▶ **EXERCISE REQUIREMENTS**: List each line from the one containing "Could you point to the black" through the end of the records below as a JSON array of strings, one string per line, with blank lines omitted and nothing else included.
>> BEGIN PROVIDED RECORDS
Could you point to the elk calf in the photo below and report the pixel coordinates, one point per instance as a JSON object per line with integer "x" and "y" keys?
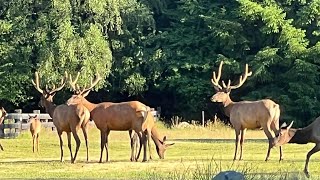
{"x": 305, "y": 135}
{"x": 35, "y": 127}
{"x": 3, "y": 113}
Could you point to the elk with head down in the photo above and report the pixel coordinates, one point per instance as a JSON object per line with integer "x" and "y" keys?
{"x": 3, "y": 114}
{"x": 246, "y": 114}
{"x": 35, "y": 128}
{"x": 66, "y": 118}
{"x": 125, "y": 116}
{"x": 311, "y": 133}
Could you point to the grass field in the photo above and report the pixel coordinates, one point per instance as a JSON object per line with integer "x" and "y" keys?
{"x": 198, "y": 153}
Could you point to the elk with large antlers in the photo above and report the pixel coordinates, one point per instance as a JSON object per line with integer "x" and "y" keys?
{"x": 35, "y": 127}
{"x": 125, "y": 116}
{"x": 311, "y": 133}
{"x": 246, "y": 114}
{"x": 3, "y": 114}
{"x": 66, "y": 118}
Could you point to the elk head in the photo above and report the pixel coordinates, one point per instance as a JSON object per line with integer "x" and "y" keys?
{"x": 222, "y": 92}
{"x": 3, "y": 113}
{"x": 47, "y": 94}
{"x": 78, "y": 94}
{"x": 284, "y": 136}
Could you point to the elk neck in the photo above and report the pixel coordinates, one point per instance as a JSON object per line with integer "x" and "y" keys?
{"x": 299, "y": 136}
{"x": 227, "y": 106}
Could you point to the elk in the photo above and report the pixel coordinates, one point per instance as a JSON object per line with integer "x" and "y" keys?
{"x": 311, "y": 133}
{"x": 3, "y": 114}
{"x": 66, "y": 118}
{"x": 246, "y": 114}
{"x": 35, "y": 127}
{"x": 125, "y": 116}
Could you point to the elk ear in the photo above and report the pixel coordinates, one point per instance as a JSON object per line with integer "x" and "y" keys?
{"x": 290, "y": 125}
{"x": 283, "y": 125}
{"x": 85, "y": 93}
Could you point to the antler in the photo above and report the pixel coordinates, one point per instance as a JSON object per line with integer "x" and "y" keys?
{"x": 36, "y": 84}
{"x": 62, "y": 83}
{"x": 215, "y": 79}
{"x": 76, "y": 88}
{"x": 242, "y": 79}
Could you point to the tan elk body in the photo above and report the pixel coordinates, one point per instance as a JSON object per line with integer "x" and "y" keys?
{"x": 35, "y": 128}
{"x": 246, "y": 114}
{"x": 66, "y": 118}
{"x": 3, "y": 114}
{"x": 125, "y": 116}
{"x": 309, "y": 134}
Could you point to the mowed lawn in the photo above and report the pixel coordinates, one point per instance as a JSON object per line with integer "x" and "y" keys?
{"x": 198, "y": 153}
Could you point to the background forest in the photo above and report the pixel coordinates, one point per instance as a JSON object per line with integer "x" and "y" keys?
{"x": 163, "y": 52}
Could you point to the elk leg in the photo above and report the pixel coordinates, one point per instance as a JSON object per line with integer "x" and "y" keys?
{"x": 140, "y": 145}
{"x": 144, "y": 140}
{"x": 270, "y": 139}
{"x": 69, "y": 144}
{"x": 275, "y": 129}
{"x": 132, "y": 143}
{"x": 149, "y": 140}
{"x": 107, "y": 145}
{"x": 61, "y": 144}
{"x": 85, "y": 135}
{"x": 237, "y": 143}
{"x": 38, "y": 143}
{"x": 78, "y": 142}
{"x": 312, "y": 151}
{"x": 241, "y": 142}
{"x": 102, "y": 144}
{"x": 33, "y": 142}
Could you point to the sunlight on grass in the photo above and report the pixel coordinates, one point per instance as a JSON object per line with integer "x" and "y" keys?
{"x": 198, "y": 153}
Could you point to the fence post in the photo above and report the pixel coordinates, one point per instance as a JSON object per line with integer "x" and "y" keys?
{"x": 202, "y": 118}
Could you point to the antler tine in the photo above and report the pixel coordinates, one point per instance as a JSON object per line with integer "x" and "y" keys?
{"x": 215, "y": 79}
{"x": 242, "y": 79}
{"x": 37, "y": 84}
{"x": 93, "y": 83}
{"x": 63, "y": 82}
{"x": 73, "y": 82}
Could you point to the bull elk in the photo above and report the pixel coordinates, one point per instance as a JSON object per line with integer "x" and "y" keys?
{"x": 66, "y": 118}
{"x": 125, "y": 116}
{"x": 3, "y": 114}
{"x": 35, "y": 127}
{"x": 311, "y": 133}
{"x": 246, "y": 114}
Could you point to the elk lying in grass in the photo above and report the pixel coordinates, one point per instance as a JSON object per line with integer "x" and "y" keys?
{"x": 3, "y": 114}
{"x": 125, "y": 116}
{"x": 246, "y": 114}
{"x": 311, "y": 133}
{"x": 35, "y": 127}
{"x": 66, "y": 118}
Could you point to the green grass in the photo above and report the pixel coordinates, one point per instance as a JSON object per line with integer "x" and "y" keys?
{"x": 198, "y": 153}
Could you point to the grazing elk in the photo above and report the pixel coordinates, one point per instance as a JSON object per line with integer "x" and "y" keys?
{"x": 66, "y": 118}
{"x": 125, "y": 116}
{"x": 35, "y": 127}
{"x": 3, "y": 114}
{"x": 311, "y": 133}
{"x": 246, "y": 114}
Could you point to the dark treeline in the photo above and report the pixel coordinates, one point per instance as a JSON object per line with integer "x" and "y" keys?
{"x": 163, "y": 52}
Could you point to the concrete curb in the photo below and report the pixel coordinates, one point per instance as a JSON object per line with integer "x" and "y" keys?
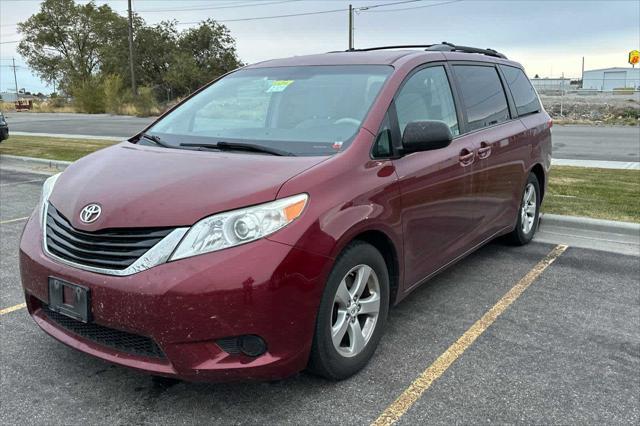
{"x": 587, "y": 223}
{"x": 15, "y": 161}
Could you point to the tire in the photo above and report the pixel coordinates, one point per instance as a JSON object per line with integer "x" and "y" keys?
{"x": 337, "y": 310}
{"x": 528, "y": 219}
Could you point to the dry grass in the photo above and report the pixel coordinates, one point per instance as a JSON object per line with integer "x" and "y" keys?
{"x": 598, "y": 193}
{"x": 51, "y": 148}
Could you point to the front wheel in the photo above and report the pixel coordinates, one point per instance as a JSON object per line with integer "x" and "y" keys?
{"x": 528, "y": 213}
{"x": 352, "y": 313}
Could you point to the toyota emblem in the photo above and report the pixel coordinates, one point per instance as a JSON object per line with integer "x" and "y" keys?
{"x": 90, "y": 213}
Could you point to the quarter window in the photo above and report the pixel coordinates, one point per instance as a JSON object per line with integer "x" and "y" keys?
{"x": 522, "y": 91}
{"x": 427, "y": 96}
{"x": 482, "y": 95}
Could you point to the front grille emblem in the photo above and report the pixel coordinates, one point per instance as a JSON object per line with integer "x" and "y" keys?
{"x": 90, "y": 213}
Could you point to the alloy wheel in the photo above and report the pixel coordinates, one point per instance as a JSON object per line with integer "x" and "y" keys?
{"x": 356, "y": 307}
{"x": 528, "y": 208}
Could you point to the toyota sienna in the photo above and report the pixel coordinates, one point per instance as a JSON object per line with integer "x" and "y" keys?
{"x": 267, "y": 223}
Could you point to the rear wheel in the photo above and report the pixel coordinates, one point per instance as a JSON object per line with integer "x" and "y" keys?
{"x": 528, "y": 213}
{"x": 352, "y": 313}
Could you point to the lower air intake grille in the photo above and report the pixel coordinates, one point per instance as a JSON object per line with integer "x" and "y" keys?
{"x": 115, "y": 339}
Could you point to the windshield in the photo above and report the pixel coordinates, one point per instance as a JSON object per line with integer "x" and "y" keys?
{"x": 306, "y": 110}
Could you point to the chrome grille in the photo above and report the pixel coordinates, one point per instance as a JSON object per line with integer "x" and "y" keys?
{"x": 109, "y": 248}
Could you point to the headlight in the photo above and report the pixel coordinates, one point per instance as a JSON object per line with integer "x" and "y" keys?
{"x": 47, "y": 189}
{"x": 241, "y": 226}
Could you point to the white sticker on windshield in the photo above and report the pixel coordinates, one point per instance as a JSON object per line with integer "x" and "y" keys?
{"x": 279, "y": 85}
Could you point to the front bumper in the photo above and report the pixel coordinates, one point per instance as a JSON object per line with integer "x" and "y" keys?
{"x": 264, "y": 288}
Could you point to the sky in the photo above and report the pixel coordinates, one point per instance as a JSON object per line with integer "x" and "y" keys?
{"x": 548, "y": 37}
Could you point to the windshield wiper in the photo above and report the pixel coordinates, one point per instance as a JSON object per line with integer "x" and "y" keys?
{"x": 155, "y": 139}
{"x": 240, "y": 146}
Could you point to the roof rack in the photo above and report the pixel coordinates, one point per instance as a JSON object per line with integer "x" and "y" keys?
{"x": 442, "y": 47}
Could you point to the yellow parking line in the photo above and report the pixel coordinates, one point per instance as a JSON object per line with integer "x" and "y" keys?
{"x": 14, "y": 220}
{"x": 13, "y": 308}
{"x": 402, "y": 404}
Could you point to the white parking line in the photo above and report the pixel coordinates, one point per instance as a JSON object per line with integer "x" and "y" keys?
{"x": 21, "y": 182}
{"x": 14, "y": 220}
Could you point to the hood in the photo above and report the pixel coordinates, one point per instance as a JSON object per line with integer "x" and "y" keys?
{"x": 139, "y": 186}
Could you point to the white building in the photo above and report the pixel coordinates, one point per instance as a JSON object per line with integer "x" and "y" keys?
{"x": 551, "y": 85}
{"x": 8, "y": 96}
{"x": 607, "y": 79}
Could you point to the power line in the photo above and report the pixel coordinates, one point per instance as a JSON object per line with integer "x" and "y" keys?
{"x": 386, "y": 4}
{"x": 257, "y": 18}
{"x": 216, "y": 7}
{"x": 413, "y": 7}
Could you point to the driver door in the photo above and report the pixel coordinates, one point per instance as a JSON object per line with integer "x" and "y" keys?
{"x": 436, "y": 186}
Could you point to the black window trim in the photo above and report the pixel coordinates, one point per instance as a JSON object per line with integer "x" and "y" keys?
{"x": 392, "y": 114}
{"x": 512, "y": 99}
{"x": 510, "y": 104}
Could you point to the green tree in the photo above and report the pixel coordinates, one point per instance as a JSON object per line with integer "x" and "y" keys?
{"x": 64, "y": 41}
{"x": 203, "y": 53}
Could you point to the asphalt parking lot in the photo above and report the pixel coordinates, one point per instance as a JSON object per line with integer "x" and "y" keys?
>> END PROVIDED RECORDS
▶ **TASK RESULT**:
[
  "Could you point to the black window trim in the photo above and report the pixel coordinates, one point per instance as a JSON object per line with integer \"x\" and \"y\" keys?",
  "{\"x\": 392, \"y\": 114}",
  "{\"x\": 512, \"y\": 99}",
  "{\"x\": 510, \"y\": 104}",
  "Could you point to the green tree in the photo above and report the pixel coordinates, one point per instance as a JSON object per line with integer \"x\" and \"y\" keys?",
  "{\"x\": 64, \"y\": 41}",
  "{\"x\": 203, \"y\": 53}",
  "Could you point to the asphalt parking lot in the photo above and report the pixel coordinates, one point per instance as a JSON object per line with integer \"x\" and \"y\" keys?"
]